» **Your objective**
Convert every line of the items below into a JSON list of strings, one string per line, leaving out any blank lines.

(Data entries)
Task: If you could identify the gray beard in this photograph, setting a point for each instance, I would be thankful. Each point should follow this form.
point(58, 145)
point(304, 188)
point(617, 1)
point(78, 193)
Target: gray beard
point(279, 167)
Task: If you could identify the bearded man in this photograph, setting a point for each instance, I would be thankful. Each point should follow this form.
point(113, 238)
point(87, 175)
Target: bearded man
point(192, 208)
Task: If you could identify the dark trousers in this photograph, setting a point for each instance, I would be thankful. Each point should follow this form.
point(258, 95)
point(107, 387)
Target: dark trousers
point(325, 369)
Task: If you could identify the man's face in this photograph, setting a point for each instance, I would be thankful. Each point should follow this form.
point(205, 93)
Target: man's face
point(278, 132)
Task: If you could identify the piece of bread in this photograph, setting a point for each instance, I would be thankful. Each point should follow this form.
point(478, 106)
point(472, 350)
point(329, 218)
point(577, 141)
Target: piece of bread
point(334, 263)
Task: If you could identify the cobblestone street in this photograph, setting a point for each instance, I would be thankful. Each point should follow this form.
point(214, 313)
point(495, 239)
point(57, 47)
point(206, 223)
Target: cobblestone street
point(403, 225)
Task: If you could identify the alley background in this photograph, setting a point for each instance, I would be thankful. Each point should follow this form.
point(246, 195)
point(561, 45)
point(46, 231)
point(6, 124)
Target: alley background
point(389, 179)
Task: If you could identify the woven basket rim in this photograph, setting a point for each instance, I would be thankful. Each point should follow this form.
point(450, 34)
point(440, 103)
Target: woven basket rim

» **Task solution**
[
  "Task: If you could identify the gray beard in this photograph, setting a point for each instance, I would be thankful. Each point should follow this form.",
  "point(58, 145)",
  "point(304, 188)",
  "point(617, 1)",
  "point(78, 193)",
  "Target: gray beard",
  "point(279, 167)",
  "Task: If you could identify the bearded man in this photograph, setting a point for each instance, I would be thankful. Each point should follow this form.",
  "point(113, 238)",
  "point(87, 175)",
  "Target: bearded man",
  "point(192, 208)",
  "Task: If you could identify the dark trousers in this photograph, setting a point for each instance, I would be thankful. Each point should follow this form.",
  "point(258, 95)",
  "point(107, 387)",
  "Target: dark trousers",
  "point(325, 369)",
  "Task: If you could identify the man's face in this photograph, setting a point for each instance, I would be thankful. Each point should follow this form.",
  "point(205, 93)",
  "Target: man's face",
  "point(278, 132)",
  "Task: If you could identify the piece of bread in this photograph, setting a point for each instance, I would be thankful. Each point should follow this form.",
  "point(478, 106)",
  "point(472, 350)",
  "point(329, 218)",
  "point(577, 141)",
  "Target: piece of bread",
  "point(334, 263)",
  "Task: If you could identify the cobblestone street in this photograph, setting a point for each instance, I would be thankful. Each point should follow this form.",
  "point(214, 313)",
  "point(495, 239)",
  "point(57, 47)",
  "point(206, 223)",
  "Target: cobblestone street",
  "point(403, 225)",
  "Task: If you could identify the alley background in this photograph, setting a point for each instance, I would be thankful. Each point should follow this form.",
  "point(246, 195)",
  "point(561, 45)",
  "point(46, 231)",
  "point(6, 124)",
  "Target: alley background",
  "point(389, 179)",
  "Task: If you could identify the woven basket rim in this photograph, setting a point for each instance, I would be thankful. Each point should follow this form.",
  "point(450, 34)",
  "point(440, 103)",
  "Target: woven basket rim"
]